_Assignment_
Update the networking call transcript by rewriting the passage starting at "And so with" and ending at "high performance capabilities?", with "Kubernetes" changed to "container orchestration".

_Page extract_
··········

So, the other side of that coin though, could be that the AI adoption and the higher intensity of networking infrastructure builds around it proved to be early innings of a major acceleration in [demand per year] [ph], that offsets that cyclical decline that you might see if it was just conventional applications being deployed?

Ita Brennan

Yeah, I mean, I think certainly over a time period, it is absolutely positive for growth, but there’ll be technology cycles and other things, kind of embedded in that. And, you know, we’ll just have to see exactly how that plays out. I mean, again, you saw the Analyst Day, like, how consistently the business performs over time with that 20% plus, kind of CAGR. But, you know, there may be some volatility there.

Alex Henderson

Yeah. No doubt about it. No doubt about it. Going back into the cloud side of it, from the majors to the specialty cloud companies. Can you talk about what kind of growth you’re getting there? Some of that newer penetration. And a lot of that – some of that’s moving towards edge compute. How important is edge compute as part of that demand cycle?

Ita Brennan

Yeah. I’m going to let Liz chime in here as well. You know, I think that’s demand from the specialty cloud piece of the business has also been very healthy, right. I mean, they’re driving to the same technology trends, etcetera, as the cloud tightens, right. You know, we talked a little bit about how the large cloud companies were first, kind of to drive to worry about supply and therefore, kind of we’re earlier in terms of giving us some extended visibility, but we would expect, kind of as we head into next year that we’ll see, you know, we will see more supply going to those specialty cloud customers as well because they have, I mean, they have placed, you know, demand, and they have given us that extended visibility as well. I don’t know, Liz, if you want to take the [edge computing] [ph] piece of that question?

Liz Stine

Yeah. I mean, I think that, you look at kind of specialty clouds service providers. They’re all looking at getting their services closer to their customers, and that would, you know, possibly comprise of building out these, kind of micro data centers. In the end, you know, it’s still networking traffic that needs to be connected back. And so, you think about connecting all of these things and data center mesh is much like we do for some of the loud cloud – larger cloud providers, even enterprises that run, kind of DCI networks. So, I think it’s all positive for, you know, networking. It’s all about just getting services closer to customers.

Alex Henderson

And so with Kubernetes and other edge applications becoming more and more prevalent, does that change the resiliency and the real time nature of the traffic in a way that increases the demand for your high performance capabilities?

Liz Stine

I mean, I think that as you’re expanding out these applications, they still – there’s still requirements to have those connected back to kind of your data center, and they have to have those connected over high speed links. They have to have non-blocking. There’s going to be the same network requirements as you’re building out in local data centers. To get more in specifics, I’d probably call on Anshul to kind of talk a little bit more about some of the more fine features in tuning some of those traffic patterns?

Alex Henderson

Going back to the enterprise or the company as a whole, what’s going on with wage rates, and you know, attrition rates and staffing levels and things of that sort, is there any improvement in the, you know, the hiring environment?

··········

_Data for review_
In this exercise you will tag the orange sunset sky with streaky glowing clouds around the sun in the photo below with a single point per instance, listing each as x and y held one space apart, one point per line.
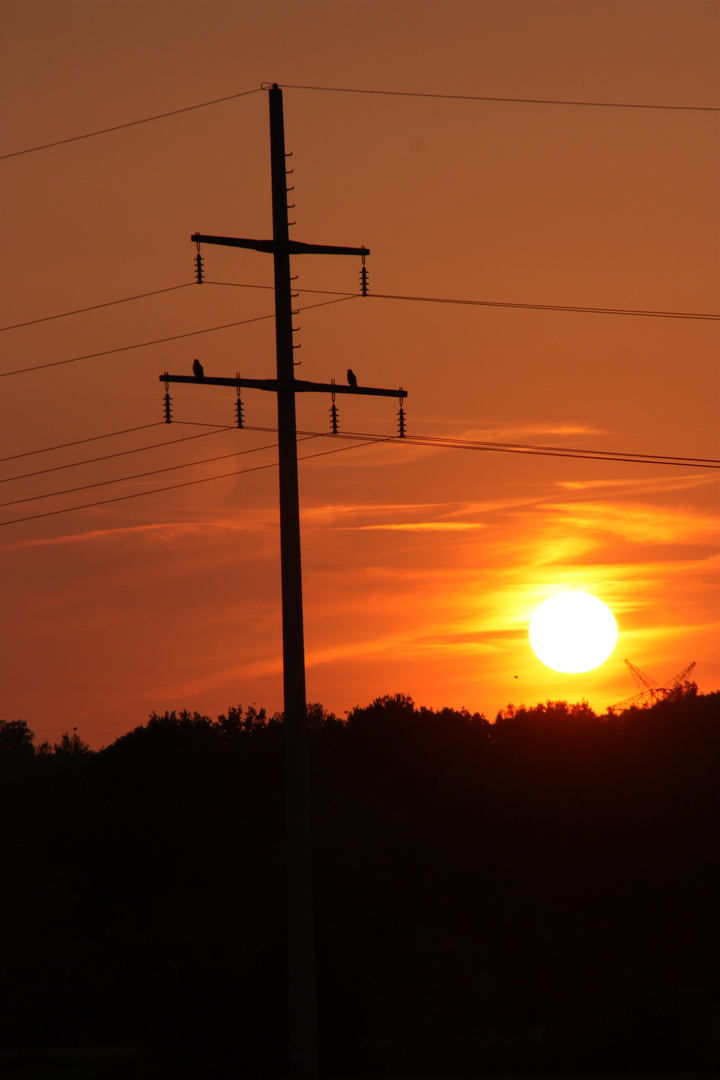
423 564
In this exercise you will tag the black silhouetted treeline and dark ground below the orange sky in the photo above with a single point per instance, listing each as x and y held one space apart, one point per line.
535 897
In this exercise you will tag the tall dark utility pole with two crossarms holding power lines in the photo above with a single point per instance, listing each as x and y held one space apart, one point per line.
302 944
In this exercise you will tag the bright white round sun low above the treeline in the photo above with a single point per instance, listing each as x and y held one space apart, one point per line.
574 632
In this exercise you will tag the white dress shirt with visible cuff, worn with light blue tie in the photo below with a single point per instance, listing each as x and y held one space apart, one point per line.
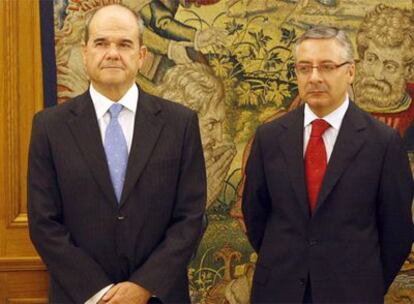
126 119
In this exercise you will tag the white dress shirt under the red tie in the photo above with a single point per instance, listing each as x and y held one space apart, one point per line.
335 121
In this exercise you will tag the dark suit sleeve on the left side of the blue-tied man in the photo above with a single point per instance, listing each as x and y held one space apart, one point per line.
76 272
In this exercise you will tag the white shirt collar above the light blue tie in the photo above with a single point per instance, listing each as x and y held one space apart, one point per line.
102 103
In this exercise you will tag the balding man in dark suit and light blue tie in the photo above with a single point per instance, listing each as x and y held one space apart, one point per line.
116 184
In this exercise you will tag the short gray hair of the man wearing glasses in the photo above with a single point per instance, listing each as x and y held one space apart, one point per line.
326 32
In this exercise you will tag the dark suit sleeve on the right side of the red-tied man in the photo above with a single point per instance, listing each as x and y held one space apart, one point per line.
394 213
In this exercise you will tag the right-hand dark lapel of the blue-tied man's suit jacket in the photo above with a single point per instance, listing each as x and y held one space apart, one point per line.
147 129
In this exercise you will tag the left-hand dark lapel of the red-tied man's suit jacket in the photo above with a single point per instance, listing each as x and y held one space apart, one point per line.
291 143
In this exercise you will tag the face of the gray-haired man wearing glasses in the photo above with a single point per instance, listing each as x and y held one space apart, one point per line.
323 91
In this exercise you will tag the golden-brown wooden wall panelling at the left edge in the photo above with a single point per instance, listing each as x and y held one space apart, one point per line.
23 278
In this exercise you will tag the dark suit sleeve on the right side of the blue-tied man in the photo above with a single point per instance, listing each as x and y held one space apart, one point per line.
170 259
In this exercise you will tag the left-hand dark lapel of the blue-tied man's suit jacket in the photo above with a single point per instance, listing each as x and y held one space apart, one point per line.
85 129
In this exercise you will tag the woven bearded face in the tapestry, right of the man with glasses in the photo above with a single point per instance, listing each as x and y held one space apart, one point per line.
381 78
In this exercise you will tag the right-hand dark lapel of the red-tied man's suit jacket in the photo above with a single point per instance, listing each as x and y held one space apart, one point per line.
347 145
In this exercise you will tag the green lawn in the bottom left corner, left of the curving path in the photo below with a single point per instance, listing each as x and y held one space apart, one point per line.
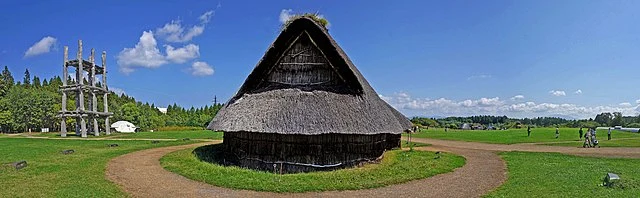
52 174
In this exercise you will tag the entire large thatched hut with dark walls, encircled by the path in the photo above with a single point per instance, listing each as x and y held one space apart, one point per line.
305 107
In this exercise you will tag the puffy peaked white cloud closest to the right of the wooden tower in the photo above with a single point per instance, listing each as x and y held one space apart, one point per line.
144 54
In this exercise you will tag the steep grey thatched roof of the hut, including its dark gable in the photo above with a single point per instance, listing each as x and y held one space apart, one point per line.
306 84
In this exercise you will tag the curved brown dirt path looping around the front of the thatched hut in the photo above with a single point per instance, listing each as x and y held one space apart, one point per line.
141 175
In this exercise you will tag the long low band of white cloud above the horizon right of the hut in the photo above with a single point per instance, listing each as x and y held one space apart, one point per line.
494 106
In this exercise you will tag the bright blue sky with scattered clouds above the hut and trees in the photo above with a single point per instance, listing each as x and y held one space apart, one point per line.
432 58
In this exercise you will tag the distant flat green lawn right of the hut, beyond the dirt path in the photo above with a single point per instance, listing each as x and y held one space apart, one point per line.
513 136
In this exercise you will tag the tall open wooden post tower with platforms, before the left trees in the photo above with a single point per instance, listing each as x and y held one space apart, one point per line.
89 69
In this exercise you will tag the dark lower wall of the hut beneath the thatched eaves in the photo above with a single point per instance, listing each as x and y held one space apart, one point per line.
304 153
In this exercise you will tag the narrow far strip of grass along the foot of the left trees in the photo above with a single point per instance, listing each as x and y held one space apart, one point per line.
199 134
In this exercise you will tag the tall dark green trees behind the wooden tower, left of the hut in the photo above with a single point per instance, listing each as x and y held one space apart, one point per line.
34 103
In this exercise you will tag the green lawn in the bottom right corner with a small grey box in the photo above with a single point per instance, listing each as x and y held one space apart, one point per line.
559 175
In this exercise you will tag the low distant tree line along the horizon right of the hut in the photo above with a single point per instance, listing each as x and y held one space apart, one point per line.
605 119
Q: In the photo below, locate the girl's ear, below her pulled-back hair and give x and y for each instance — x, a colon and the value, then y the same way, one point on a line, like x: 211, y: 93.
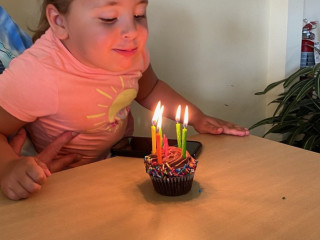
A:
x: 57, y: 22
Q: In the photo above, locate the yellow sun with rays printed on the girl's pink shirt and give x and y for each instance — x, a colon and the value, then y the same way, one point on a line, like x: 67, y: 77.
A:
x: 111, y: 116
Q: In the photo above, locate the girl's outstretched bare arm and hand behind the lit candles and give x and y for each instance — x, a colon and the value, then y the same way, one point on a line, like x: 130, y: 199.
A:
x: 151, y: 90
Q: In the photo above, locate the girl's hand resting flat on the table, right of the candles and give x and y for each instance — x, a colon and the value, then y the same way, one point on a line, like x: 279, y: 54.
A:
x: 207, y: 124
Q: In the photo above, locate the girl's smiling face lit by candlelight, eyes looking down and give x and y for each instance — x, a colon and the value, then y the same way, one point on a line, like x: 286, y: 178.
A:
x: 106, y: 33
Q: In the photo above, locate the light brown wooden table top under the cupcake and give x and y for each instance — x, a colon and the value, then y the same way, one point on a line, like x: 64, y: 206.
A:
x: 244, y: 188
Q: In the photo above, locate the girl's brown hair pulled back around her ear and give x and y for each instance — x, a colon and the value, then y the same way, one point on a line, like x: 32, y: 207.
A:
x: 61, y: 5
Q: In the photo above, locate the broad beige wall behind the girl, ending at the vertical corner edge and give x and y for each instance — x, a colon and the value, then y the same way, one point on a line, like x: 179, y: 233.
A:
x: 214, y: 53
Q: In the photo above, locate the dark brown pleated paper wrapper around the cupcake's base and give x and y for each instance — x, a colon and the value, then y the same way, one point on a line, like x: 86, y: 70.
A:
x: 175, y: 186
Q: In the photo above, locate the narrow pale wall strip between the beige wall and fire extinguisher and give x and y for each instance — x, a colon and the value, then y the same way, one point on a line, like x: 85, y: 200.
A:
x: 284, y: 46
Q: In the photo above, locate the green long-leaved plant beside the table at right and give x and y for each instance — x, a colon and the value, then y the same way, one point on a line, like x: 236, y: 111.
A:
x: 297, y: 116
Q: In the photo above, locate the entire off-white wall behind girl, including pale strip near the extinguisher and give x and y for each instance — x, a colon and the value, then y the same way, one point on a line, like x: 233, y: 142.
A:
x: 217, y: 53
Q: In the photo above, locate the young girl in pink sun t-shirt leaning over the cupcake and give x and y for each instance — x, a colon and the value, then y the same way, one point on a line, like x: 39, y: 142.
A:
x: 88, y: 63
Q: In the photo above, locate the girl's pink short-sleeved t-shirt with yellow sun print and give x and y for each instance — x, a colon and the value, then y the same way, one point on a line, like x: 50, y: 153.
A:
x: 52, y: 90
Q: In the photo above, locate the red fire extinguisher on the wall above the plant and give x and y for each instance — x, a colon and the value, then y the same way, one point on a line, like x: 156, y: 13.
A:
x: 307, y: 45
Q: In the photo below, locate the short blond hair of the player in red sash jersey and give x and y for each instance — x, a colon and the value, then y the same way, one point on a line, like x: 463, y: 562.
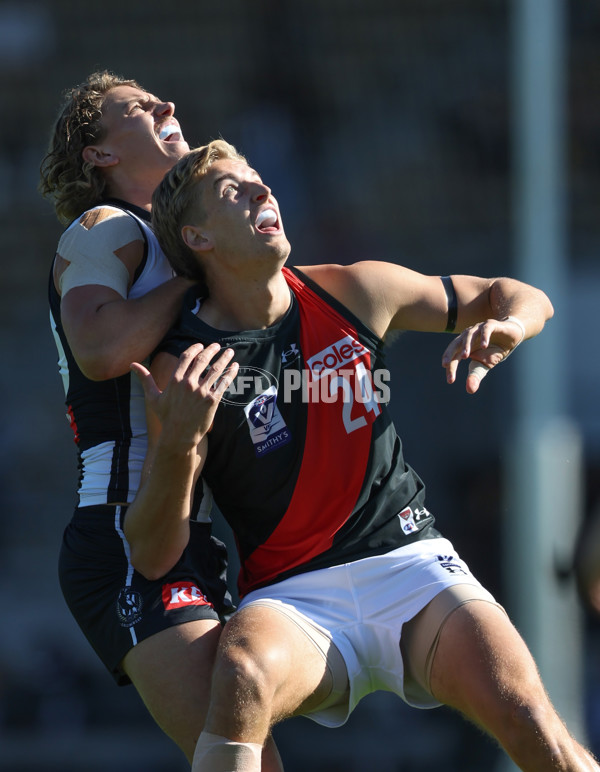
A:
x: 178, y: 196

··········

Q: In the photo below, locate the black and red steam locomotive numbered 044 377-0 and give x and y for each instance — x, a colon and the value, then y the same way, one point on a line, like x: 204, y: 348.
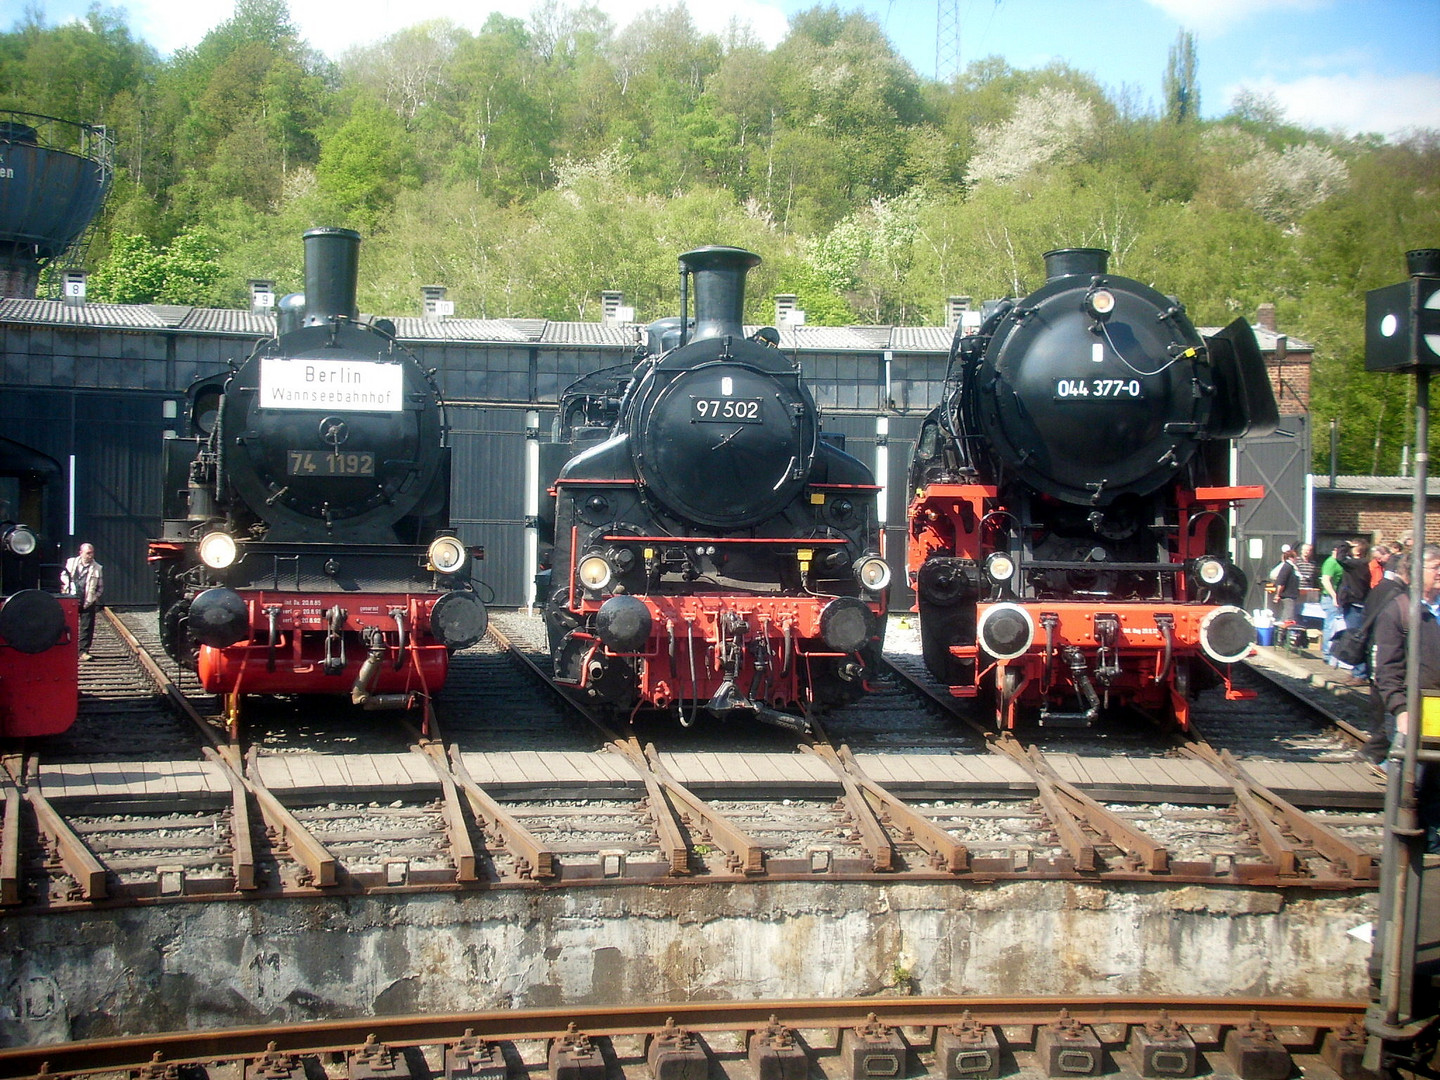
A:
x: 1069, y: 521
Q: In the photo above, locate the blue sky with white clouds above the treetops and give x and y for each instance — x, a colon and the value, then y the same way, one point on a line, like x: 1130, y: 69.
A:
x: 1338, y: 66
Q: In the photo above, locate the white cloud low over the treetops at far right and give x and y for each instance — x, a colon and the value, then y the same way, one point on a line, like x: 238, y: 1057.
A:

··········

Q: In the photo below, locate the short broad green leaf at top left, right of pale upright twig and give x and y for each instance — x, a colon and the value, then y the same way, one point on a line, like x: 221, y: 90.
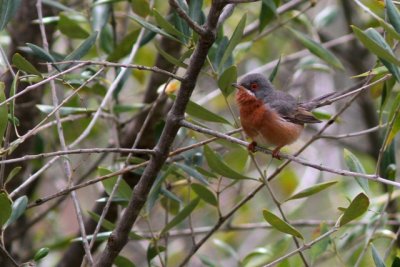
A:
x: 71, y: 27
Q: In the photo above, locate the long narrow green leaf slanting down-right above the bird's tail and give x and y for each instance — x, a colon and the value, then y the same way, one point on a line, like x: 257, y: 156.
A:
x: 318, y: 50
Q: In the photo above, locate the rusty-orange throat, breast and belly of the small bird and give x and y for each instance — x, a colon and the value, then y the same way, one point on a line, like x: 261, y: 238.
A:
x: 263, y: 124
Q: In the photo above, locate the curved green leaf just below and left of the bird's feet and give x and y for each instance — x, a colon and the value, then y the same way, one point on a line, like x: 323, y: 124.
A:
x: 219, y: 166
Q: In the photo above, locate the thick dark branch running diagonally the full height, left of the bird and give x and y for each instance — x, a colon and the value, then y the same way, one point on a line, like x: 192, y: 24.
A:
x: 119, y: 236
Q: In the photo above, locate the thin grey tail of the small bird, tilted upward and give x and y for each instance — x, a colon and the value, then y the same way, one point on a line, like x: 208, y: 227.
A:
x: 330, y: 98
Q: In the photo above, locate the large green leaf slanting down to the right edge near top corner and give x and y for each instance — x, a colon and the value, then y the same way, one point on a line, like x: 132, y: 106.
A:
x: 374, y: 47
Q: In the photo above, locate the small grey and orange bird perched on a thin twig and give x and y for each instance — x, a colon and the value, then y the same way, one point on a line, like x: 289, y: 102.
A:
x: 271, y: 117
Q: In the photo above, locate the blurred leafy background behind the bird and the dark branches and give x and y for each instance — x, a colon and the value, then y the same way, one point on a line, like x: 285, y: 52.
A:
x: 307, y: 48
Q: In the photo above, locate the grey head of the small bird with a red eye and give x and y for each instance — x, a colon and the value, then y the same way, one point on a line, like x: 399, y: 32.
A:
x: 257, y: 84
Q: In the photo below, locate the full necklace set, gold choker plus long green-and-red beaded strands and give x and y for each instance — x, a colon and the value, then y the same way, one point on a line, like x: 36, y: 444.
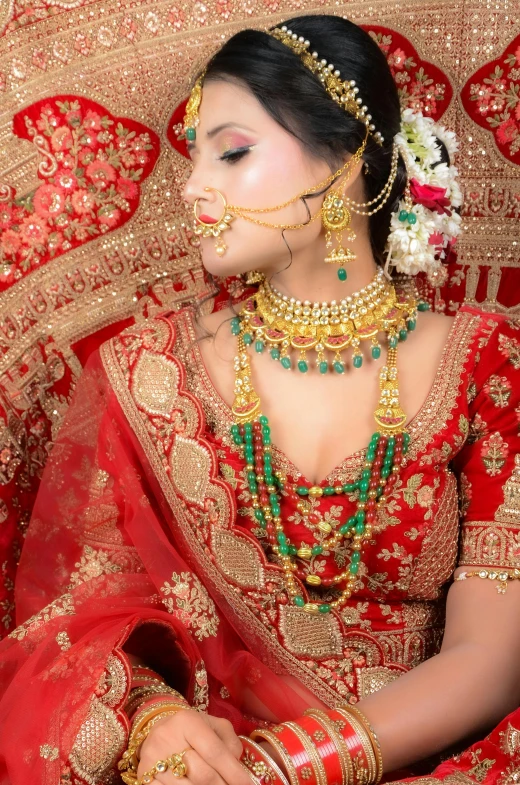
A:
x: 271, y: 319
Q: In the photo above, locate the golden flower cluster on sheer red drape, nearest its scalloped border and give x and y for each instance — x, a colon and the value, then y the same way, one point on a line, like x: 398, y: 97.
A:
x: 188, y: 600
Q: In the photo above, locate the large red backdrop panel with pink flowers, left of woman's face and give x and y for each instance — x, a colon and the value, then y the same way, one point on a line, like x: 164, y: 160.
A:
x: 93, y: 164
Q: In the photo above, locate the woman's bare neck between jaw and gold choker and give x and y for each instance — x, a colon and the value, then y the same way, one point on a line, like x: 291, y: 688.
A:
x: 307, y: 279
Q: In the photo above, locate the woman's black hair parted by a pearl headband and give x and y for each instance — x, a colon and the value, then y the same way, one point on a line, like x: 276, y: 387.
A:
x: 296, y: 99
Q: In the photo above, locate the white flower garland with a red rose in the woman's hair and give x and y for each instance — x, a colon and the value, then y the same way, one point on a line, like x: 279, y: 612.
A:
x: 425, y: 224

··········

_Solution to this exercise_
And so with container orchestration and other edge applications becoming more and more prevalent, does that change the resiliency and the real time nature of the traffic in a way that increases the demand for your high performance capabilities?